_EXERCISE INPUT_
· · ·

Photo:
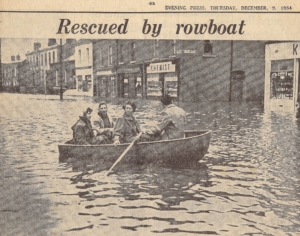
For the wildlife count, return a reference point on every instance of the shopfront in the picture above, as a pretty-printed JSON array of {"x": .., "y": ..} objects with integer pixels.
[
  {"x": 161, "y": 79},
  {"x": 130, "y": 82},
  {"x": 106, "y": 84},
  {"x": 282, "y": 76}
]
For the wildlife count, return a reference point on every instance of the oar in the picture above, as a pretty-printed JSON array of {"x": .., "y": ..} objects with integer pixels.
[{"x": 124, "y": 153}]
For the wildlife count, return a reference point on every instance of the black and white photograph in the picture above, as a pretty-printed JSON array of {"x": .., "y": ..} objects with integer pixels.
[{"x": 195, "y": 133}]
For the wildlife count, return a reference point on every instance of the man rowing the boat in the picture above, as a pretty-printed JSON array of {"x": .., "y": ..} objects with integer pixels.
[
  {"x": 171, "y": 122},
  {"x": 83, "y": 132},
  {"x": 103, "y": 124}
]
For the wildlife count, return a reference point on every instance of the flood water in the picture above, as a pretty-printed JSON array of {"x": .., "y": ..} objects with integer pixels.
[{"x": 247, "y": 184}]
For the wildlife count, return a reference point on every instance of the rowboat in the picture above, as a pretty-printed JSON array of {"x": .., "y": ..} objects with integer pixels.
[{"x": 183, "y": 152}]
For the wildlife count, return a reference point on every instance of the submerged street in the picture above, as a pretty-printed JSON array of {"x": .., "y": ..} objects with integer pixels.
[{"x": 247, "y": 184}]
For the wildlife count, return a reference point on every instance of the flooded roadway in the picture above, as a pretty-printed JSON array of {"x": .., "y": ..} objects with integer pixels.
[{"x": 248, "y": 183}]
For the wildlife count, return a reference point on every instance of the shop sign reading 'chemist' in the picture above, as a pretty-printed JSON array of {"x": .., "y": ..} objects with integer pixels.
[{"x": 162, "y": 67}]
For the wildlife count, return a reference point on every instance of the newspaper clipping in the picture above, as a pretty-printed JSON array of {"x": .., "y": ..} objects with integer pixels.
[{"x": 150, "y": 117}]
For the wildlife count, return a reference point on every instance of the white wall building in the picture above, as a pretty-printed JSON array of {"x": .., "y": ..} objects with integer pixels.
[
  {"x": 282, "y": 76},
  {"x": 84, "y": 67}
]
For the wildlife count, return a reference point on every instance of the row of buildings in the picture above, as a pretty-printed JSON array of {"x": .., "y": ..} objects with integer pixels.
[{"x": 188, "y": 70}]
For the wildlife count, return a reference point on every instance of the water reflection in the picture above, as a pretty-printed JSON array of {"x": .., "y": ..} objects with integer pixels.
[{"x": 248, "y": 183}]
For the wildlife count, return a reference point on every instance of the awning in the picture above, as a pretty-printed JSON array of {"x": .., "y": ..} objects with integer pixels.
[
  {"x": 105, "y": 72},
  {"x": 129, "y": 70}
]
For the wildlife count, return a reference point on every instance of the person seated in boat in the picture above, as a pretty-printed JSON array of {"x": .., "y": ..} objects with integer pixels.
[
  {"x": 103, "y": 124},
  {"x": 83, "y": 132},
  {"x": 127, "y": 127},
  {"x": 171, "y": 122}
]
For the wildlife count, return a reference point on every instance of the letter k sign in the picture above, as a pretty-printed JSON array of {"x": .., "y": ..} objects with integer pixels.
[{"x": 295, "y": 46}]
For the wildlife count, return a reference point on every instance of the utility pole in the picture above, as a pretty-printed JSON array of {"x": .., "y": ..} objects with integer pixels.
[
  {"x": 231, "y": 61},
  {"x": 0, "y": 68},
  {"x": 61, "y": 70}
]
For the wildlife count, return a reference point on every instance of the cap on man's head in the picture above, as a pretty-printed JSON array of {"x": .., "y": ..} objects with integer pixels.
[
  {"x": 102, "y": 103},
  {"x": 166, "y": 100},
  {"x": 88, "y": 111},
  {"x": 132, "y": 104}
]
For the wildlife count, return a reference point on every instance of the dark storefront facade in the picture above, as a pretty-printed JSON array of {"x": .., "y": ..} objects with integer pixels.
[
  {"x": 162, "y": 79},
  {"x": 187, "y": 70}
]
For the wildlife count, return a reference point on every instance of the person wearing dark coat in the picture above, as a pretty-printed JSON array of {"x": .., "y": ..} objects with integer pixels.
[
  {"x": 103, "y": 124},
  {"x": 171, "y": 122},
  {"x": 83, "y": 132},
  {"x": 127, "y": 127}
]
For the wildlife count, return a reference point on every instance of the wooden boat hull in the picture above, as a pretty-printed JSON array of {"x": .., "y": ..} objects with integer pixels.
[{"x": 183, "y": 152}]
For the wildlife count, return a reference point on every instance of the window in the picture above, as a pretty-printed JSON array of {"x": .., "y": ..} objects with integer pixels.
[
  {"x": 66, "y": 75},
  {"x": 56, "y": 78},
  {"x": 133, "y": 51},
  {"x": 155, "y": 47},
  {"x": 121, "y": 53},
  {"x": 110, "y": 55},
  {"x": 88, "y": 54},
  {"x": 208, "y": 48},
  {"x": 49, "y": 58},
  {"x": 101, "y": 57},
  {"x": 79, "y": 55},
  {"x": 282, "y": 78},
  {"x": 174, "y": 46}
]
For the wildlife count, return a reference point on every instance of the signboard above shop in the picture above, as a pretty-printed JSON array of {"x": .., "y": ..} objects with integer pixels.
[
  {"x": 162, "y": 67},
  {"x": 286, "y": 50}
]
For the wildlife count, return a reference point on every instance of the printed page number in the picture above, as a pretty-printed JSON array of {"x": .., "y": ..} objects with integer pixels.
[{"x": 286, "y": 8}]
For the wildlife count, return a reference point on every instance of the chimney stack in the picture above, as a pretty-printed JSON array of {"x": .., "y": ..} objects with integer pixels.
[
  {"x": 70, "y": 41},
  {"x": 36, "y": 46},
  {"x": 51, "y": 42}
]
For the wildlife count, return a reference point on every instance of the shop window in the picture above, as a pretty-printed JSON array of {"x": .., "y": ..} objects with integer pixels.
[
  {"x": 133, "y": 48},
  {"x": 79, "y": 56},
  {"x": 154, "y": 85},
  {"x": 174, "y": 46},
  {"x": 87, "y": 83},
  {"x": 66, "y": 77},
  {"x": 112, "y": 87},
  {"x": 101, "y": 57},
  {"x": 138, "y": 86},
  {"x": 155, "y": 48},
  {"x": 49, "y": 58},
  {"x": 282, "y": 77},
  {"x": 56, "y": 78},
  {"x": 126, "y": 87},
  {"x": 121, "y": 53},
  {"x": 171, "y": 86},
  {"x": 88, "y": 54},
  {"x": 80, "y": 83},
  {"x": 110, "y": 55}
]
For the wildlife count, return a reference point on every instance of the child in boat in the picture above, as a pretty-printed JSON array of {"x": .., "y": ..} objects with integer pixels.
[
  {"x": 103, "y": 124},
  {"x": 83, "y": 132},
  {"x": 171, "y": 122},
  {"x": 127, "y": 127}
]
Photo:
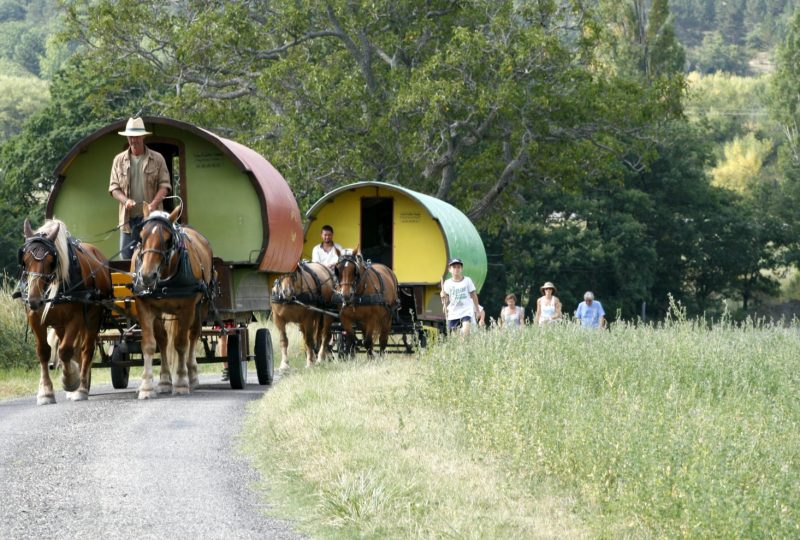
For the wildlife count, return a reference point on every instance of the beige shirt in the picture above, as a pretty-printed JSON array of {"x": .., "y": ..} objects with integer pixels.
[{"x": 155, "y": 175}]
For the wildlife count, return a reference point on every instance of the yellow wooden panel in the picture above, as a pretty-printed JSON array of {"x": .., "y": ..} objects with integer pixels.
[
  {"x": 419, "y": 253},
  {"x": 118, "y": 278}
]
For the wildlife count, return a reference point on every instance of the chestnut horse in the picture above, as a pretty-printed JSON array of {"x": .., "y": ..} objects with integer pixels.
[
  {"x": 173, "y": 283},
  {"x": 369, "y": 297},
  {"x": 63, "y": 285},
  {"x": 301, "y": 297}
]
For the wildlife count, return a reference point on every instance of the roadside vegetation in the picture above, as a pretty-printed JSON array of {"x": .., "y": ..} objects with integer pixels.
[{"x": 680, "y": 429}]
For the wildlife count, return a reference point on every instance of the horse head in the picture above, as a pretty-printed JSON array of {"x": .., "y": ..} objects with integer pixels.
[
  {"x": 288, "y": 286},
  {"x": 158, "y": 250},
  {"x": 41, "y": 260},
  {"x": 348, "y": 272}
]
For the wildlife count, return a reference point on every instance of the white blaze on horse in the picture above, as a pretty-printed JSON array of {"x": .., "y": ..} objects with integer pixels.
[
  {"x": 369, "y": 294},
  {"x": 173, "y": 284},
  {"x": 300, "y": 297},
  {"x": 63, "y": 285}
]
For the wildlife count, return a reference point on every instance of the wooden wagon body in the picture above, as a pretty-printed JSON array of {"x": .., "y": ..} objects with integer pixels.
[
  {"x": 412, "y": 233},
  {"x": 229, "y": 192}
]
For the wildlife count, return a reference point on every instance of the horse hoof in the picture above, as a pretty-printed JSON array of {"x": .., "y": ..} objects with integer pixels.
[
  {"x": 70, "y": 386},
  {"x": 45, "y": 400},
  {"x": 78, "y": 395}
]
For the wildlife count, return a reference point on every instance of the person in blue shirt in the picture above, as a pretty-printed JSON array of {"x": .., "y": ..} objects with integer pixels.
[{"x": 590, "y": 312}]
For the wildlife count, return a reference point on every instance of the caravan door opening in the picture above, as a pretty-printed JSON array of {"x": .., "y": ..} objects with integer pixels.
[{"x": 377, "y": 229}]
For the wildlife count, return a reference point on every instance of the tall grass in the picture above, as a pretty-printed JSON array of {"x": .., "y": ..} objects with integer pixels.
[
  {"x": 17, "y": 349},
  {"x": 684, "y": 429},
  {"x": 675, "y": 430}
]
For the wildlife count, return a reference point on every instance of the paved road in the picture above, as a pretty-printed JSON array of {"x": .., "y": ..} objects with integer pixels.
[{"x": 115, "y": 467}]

· · ·

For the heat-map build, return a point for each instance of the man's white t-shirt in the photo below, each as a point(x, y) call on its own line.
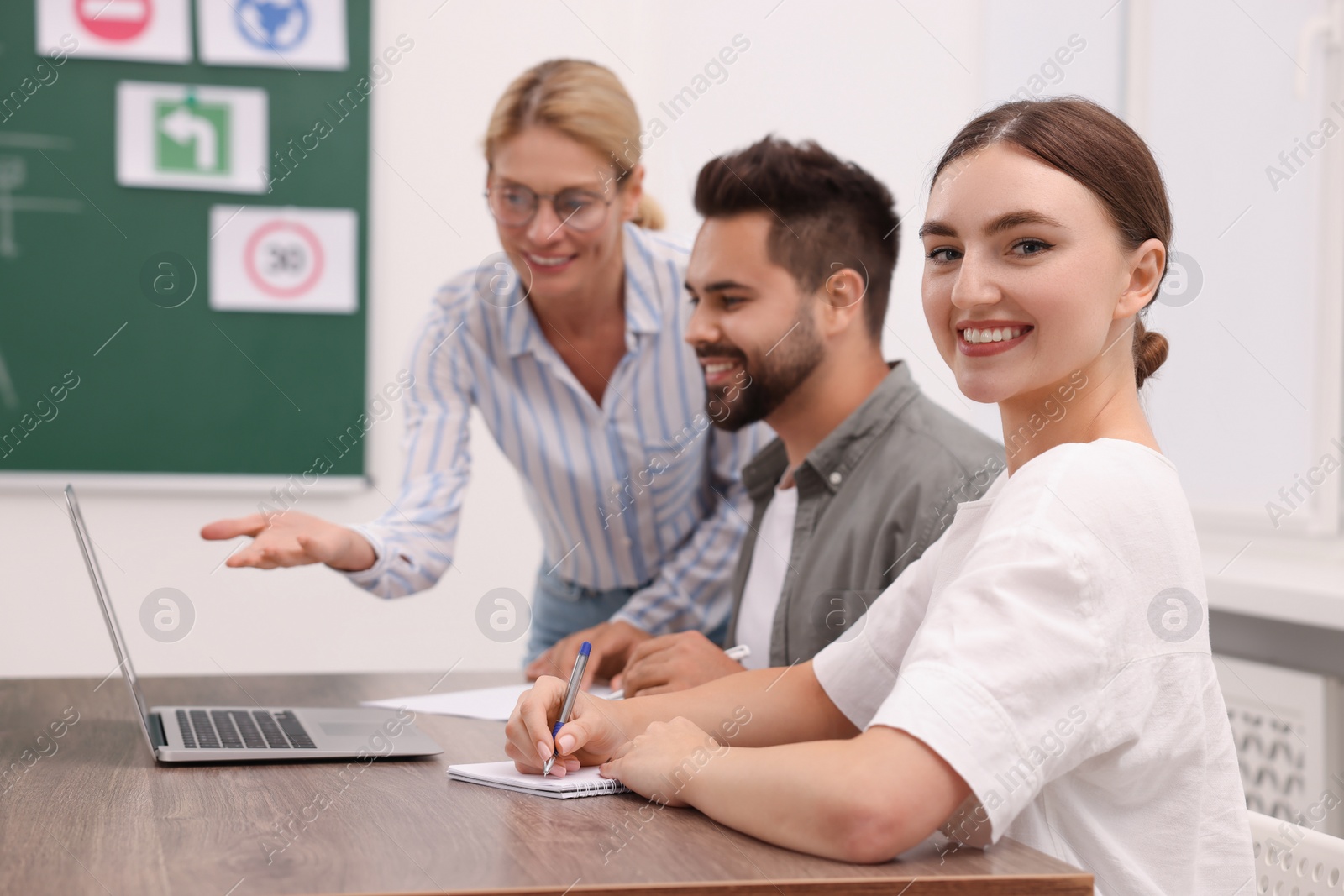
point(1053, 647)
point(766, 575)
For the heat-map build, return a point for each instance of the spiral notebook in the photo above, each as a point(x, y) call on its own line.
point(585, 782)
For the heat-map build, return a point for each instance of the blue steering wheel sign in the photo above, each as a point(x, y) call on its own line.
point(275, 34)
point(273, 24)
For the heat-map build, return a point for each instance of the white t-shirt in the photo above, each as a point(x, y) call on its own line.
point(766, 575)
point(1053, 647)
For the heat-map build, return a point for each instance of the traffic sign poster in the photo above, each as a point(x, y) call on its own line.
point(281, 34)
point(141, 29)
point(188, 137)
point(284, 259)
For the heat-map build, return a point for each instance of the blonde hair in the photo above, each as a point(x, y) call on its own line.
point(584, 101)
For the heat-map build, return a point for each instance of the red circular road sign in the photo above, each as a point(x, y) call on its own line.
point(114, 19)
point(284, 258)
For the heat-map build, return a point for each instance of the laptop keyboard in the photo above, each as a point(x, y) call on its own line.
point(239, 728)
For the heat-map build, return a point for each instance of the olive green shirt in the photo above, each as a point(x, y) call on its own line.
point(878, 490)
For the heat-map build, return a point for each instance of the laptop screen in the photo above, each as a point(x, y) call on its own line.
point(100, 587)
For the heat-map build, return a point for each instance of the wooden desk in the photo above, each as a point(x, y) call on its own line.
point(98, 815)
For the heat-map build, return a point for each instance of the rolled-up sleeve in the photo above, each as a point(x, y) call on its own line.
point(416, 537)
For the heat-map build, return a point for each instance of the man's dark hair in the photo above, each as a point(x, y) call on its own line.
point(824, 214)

· · ·

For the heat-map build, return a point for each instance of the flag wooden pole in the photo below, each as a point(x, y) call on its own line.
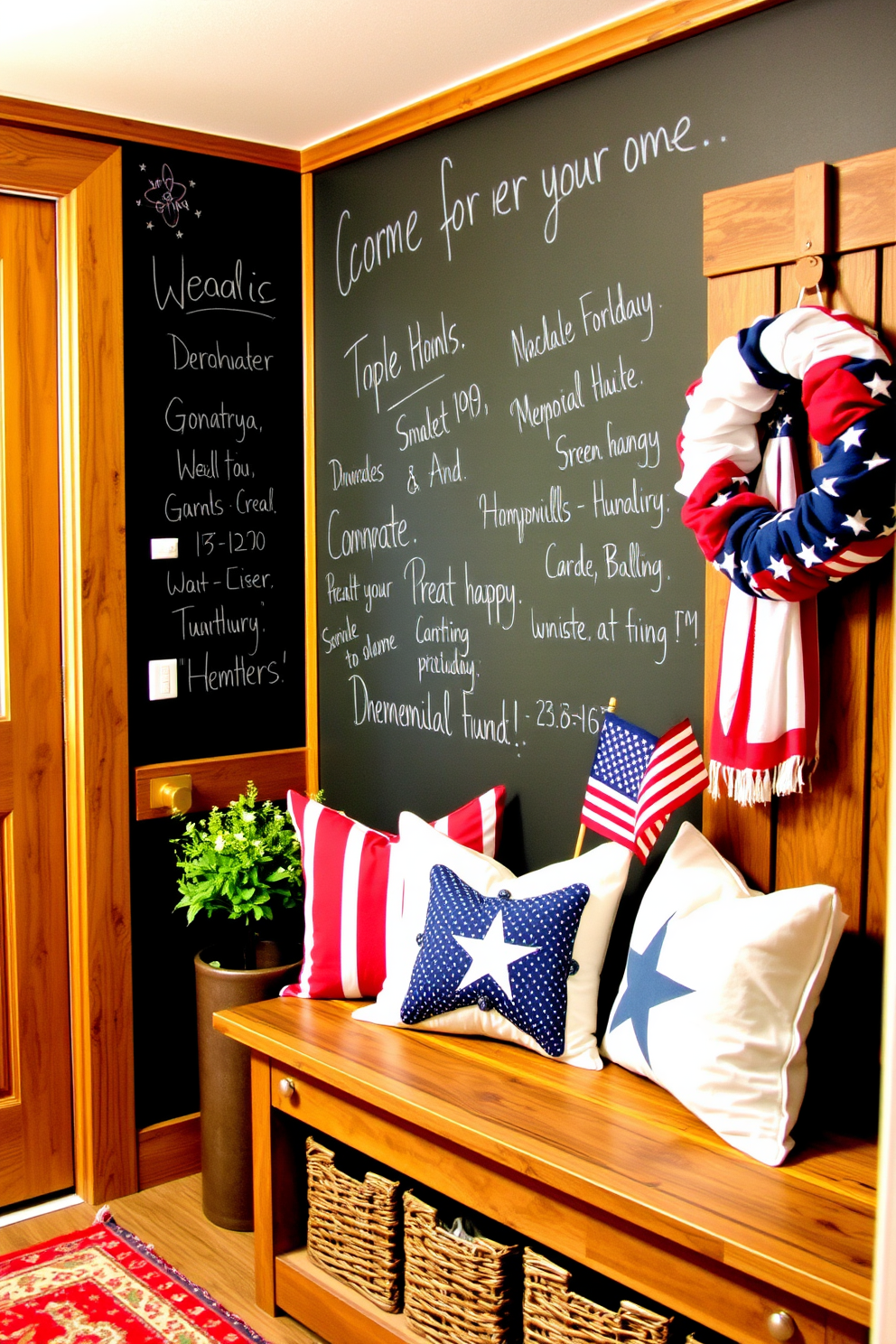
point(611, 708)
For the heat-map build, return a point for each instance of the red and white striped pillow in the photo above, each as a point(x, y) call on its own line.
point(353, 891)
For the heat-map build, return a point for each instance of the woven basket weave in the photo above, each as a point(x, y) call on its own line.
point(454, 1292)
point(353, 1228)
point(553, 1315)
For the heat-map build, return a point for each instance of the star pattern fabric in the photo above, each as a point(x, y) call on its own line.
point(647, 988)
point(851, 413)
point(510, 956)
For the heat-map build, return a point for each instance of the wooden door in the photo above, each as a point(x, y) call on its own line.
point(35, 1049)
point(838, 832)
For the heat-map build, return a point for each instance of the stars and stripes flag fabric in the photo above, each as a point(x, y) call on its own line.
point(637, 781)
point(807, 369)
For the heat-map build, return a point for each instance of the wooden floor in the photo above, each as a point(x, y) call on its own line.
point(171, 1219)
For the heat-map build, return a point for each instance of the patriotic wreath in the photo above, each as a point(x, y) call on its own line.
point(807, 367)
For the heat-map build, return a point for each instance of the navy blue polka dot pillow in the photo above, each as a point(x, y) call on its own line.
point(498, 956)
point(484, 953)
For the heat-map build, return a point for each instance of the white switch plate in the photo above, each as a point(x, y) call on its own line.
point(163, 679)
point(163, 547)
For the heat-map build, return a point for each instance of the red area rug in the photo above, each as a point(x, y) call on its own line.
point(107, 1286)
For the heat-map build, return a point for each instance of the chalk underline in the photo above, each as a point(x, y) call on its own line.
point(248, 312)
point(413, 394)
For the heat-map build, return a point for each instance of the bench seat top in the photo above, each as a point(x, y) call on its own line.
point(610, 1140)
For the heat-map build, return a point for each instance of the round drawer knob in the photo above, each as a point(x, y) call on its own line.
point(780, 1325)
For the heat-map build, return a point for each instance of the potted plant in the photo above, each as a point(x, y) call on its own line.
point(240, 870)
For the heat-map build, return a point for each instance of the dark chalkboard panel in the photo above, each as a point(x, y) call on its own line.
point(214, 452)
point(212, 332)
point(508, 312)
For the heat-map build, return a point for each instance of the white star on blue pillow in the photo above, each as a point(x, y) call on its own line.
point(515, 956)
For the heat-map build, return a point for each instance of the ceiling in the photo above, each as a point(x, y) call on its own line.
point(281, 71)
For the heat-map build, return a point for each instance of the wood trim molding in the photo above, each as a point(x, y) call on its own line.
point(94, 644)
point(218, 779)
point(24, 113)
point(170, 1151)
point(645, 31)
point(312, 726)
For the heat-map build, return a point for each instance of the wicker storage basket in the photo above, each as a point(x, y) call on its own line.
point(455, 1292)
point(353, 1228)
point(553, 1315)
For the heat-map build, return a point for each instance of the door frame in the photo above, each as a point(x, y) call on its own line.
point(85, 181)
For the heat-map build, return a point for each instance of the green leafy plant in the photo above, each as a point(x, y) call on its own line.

· · ·

_AIM_
Rewrite the lines from the line with "of the ceiling" to the line with "point(281, 71)", both ends included. Leave the request line unchanged, and multiply each point coordinate in the answer by 0.25, rounding to the nearest whole number with halves rounded up.

_ANSWER BELOW_
For the heat-map build, return a point for each instance of the ceiling in the photo above, each as a point(x, y) call on its own line.
point(70, 18)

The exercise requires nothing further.